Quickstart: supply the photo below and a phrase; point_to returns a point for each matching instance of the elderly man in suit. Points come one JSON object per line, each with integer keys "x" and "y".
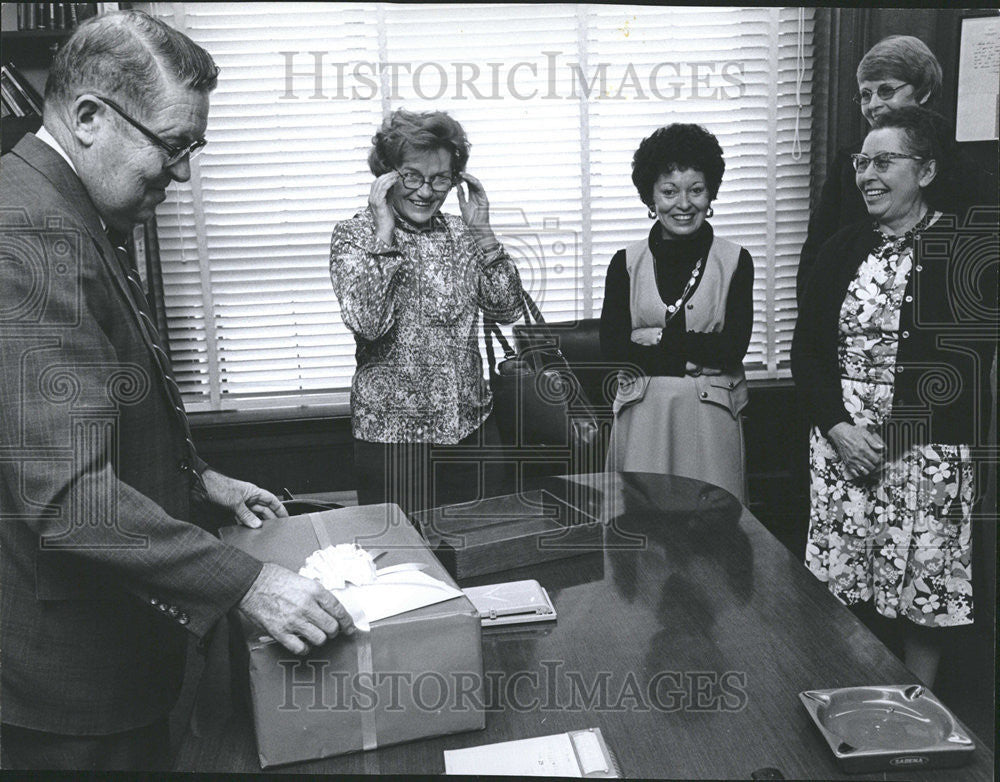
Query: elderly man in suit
{"x": 104, "y": 578}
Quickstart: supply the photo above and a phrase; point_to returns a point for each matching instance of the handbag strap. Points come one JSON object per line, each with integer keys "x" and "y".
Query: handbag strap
{"x": 491, "y": 329}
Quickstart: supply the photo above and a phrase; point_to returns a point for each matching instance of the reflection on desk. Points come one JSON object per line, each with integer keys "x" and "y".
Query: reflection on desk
{"x": 686, "y": 641}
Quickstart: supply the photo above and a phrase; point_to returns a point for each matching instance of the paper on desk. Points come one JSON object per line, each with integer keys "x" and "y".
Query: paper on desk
{"x": 579, "y": 754}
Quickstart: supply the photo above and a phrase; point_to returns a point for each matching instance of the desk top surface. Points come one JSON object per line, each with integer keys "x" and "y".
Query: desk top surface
{"x": 686, "y": 640}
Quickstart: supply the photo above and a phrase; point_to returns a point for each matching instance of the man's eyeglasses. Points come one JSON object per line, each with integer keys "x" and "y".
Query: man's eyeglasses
{"x": 884, "y": 92}
{"x": 882, "y": 161}
{"x": 440, "y": 183}
{"x": 174, "y": 154}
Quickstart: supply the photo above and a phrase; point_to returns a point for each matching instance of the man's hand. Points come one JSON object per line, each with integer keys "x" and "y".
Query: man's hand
{"x": 647, "y": 336}
{"x": 295, "y": 611}
{"x": 861, "y": 451}
{"x": 249, "y": 504}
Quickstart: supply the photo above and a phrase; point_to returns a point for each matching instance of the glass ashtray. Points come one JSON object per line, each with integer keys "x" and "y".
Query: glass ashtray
{"x": 888, "y": 728}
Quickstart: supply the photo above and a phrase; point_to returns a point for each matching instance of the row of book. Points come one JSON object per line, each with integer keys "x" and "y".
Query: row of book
{"x": 17, "y": 97}
{"x": 53, "y": 16}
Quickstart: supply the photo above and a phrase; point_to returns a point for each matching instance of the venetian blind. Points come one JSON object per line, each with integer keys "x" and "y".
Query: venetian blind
{"x": 554, "y": 98}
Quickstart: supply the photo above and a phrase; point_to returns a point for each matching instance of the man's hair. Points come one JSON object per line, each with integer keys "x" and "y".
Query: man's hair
{"x": 407, "y": 131}
{"x": 128, "y": 56}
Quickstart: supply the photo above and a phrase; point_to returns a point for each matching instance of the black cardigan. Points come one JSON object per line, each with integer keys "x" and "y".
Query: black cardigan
{"x": 948, "y": 328}
{"x": 965, "y": 185}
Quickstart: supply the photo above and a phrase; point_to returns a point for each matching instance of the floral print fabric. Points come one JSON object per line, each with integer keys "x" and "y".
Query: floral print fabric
{"x": 413, "y": 309}
{"x": 901, "y": 537}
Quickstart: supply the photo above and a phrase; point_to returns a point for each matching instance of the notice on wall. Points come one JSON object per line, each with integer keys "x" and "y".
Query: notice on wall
{"x": 979, "y": 81}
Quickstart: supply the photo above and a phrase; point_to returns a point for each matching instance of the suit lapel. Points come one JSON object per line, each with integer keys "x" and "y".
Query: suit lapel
{"x": 51, "y": 165}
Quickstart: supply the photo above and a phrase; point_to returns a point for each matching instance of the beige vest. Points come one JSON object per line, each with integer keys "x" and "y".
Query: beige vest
{"x": 704, "y": 311}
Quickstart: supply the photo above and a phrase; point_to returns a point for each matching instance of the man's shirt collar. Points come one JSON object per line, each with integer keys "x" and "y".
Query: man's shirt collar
{"x": 45, "y": 137}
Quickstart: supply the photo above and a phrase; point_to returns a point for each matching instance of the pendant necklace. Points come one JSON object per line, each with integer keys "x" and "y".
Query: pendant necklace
{"x": 673, "y": 309}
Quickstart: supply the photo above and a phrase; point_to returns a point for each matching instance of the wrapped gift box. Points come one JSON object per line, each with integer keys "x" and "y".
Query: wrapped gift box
{"x": 501, "y": 533}
{"x": 415, "y": 675}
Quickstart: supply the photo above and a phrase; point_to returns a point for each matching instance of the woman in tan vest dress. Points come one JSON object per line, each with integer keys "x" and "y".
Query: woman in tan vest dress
{"x": 678, "y": 313}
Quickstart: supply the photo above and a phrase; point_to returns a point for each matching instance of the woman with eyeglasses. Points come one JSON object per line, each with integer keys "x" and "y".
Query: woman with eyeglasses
{"x": 897, "y": 71}
{"x": 891, "y": 356}
{"x": 411, "y": 281}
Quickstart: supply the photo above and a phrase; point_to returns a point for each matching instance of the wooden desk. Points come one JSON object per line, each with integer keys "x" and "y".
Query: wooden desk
{"x": 686, "y": 640}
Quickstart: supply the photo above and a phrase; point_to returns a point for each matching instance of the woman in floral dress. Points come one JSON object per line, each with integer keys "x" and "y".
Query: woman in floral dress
{"x": 892, "y": 360}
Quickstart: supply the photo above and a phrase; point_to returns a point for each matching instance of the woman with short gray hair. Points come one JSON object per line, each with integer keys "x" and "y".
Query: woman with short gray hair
{"x": 897, "y": 71}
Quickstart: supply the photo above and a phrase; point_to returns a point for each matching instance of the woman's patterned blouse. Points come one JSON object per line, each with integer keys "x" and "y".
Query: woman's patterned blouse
{"x": 413, "y": 309}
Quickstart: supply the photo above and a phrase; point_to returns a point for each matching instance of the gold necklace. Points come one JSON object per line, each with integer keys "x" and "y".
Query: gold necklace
{"x": 673, "y": 309}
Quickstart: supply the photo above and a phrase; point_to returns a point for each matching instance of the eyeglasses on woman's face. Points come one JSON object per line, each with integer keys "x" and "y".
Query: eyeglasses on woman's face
{"x": 413, "y": 180}
{"x": 884, "y": 92}
{"x": 881, "y": 161}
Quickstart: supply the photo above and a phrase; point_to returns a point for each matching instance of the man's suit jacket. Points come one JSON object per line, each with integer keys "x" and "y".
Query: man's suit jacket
{"x": 101, "y": 571}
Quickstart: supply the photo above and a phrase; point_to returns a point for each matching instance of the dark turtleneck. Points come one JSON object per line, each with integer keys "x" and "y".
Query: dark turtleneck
{"x": 674, "y": 260}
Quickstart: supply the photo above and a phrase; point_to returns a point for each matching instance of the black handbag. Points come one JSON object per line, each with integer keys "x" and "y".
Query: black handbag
{"x": 537, "y": 400}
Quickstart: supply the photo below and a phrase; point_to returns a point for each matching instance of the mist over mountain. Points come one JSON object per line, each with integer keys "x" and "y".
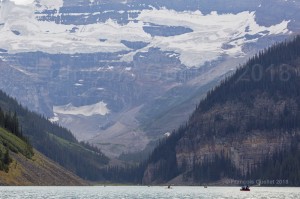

# # # #

AIM OF THE TASK:
Gather each line in the data that holds the string "below".

RESULT FOR THIS TASK:
Quickstart: supply the photo below and a phrase; point_to returns a point for each matching instance of the elderly man in suit. Points come one JSON object per line, each with integer keys "x" and "y".
Quickstart: supply the photo below and a phrase; point_to returns a point for each matching instance of the mist over mountain. Points come one JSON object per line, each with integer keys "x" and "y".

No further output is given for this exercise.